* **EXTRAIT CHOISI**
====

Bientôt quatre ans.

Une boucherie sans nom et aux nombres effroyables.

300 000 soldats russes tués et, peut-être, 100 000 Ukrainiens.

Des villes pulvérisées.

Le temps revenu des terres de sang, avec un Poutine relevant le double héritage de Staline et de Hitler.

Et tout cela pour quoi ?

Un village pris par-ci.

Un village repris par-là.

Une unité motorisée venue, le temps d’une photo, planter un drapeau sur un clocher et se carapatant, parfois, aussitôt.

Des mois de combats monstrueux à Bakhmout et à Tchassiv Yar (deux batailles que j’ai couvertes) ou à Andriivka (le film magnifique de Mstyslav Chernov) pour prendre des villes minuscules dont il ne reste que des amas de décombres.

Seize mois d’une offensive cataclysmique pour tenter d’occuper cette ville de Pokrovsk que je connais aussi, où j’ai également tourné et qui est, en temps de paix, une bourgade de la taille de Melun ou de Vincennes.

On songe à Norman Mailer, dans Les Nus et les Morts : « ils mouraient pour des collines que personne n’aurait su nommer, pour des objectifs que personne ne comprenait ».

Ou, mieux, au chef-d’œuvre d’Erich Maria Remarque, À l’Ouest rien de nouveau, Bible noire de l’absurdité de la guerre et du « tout ça pour ça » de la machine à broyer pour rien : « la même terre éventrée que nous prenons, perdons, reprenons encore – la boue reste, les morts restent ».

Pour quiconque a vu cette abomination de près, le constat est insupportable.

Les Ukrainiens, face à cette folie qui ne dure que par la volonté de Poutine, se conduisent admirablement.

Bravoure des combattants.

Vaillance de leurs chefs civils et militaires.

Résistance sans pareille d’une population harcelée, épuisée, décimée, mais debout.

Et ce n’est pas le récent scandale de corruption dans le secteur énergétique qui me fera changer d’avis : limogeage de deux ministres ; déchéance sans merci d’un proche du président ; deux agences anticorruption que la société civile tient pour des trésors nationaux et qui, en pleine guerre, mènent un travail d’investigation implacable – qui dit mieux ? Le problème, en revanche, ce sont les alliés.

====

* **DONNÉES FOURNIES**
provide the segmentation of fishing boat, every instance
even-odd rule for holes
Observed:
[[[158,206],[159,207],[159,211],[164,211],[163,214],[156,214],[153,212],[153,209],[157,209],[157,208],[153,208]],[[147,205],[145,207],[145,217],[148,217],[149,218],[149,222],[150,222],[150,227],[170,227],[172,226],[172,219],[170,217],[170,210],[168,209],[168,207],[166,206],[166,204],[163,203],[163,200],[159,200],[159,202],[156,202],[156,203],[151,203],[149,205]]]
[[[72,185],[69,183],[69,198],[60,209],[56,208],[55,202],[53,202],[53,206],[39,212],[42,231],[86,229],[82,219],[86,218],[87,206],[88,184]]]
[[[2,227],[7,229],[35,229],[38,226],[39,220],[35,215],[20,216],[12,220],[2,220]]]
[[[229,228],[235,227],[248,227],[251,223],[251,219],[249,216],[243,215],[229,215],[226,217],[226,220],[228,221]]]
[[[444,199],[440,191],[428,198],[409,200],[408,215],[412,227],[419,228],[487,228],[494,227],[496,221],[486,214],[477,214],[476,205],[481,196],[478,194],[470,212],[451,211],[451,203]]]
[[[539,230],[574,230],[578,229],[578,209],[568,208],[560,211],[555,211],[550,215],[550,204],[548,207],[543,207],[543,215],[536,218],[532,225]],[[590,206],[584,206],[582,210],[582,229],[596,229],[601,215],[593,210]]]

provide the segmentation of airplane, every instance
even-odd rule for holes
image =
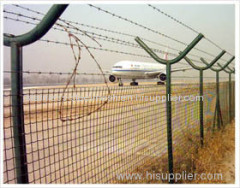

====

* **TÂCHE COURTE 1**
Dans l'extrait choisi, à quelles villes la taille de Pokrovsk en temps de paix est-elle comparée ?
* **TÂCHE COURTE 2**
Traduisez en anglais cette phrase de l'extrait choisi : « Pour quiconque a vu cette abomination de près, le constat est insupportable. »
* **TÂCHE COURTE 3**
Reprenez l'extrait choisi sur la guerre en Ukraine à partir de sa dernière phrase.

* **RÉPONSE FINALE 1**
À Melun ou à Vincennes.

* **RÉPONSE FINALE 2**
For anyone who has seen this abomination up close, the conclusion is unbearable.

* **RÉPONSE FINALE 3**
Car je le dis, le répète et le montre, de film en film, depuis quatre ans : tous ont eu, depuis le premier jour, systématiquement un temps de retard – des casques quand il fallait des lance-missiles Javelin ; des Javelin quand il fallait de l’artillerie ; des obusiers au moment où la guerre de tranchées cédait le pas à la guerre du ciel ; des défenses antiaériennes à l’instant où il fallait des missiles longue portée Scalp ou Storm Shadow ; des chars quand on avait besoin d’avions ; des avions après que l’ennemi eut adapté sa défense antiaérienne…

La liste serait longue.

Toujours la bonne arme, mais toujours six mois de retard.

La phrase effroyable du romancier yougoslave Ivo Andric que nous avions tous en tête, il y a trente ans, pendant le siège de Sarajevo : « les puissances ne donnent jamais assez pour sauver, mais toujours assez pour prolonger l’agonie ».

Dans l’Ukraine d’aujourd’hui, comme dans la Bosnie d’hier, le diable de l’Histoire a savamment dosé son aide pour permettre au pays de tenir, mais pas de l’emporter.

Les choses sont-elles en train de changer ?

Peut-être.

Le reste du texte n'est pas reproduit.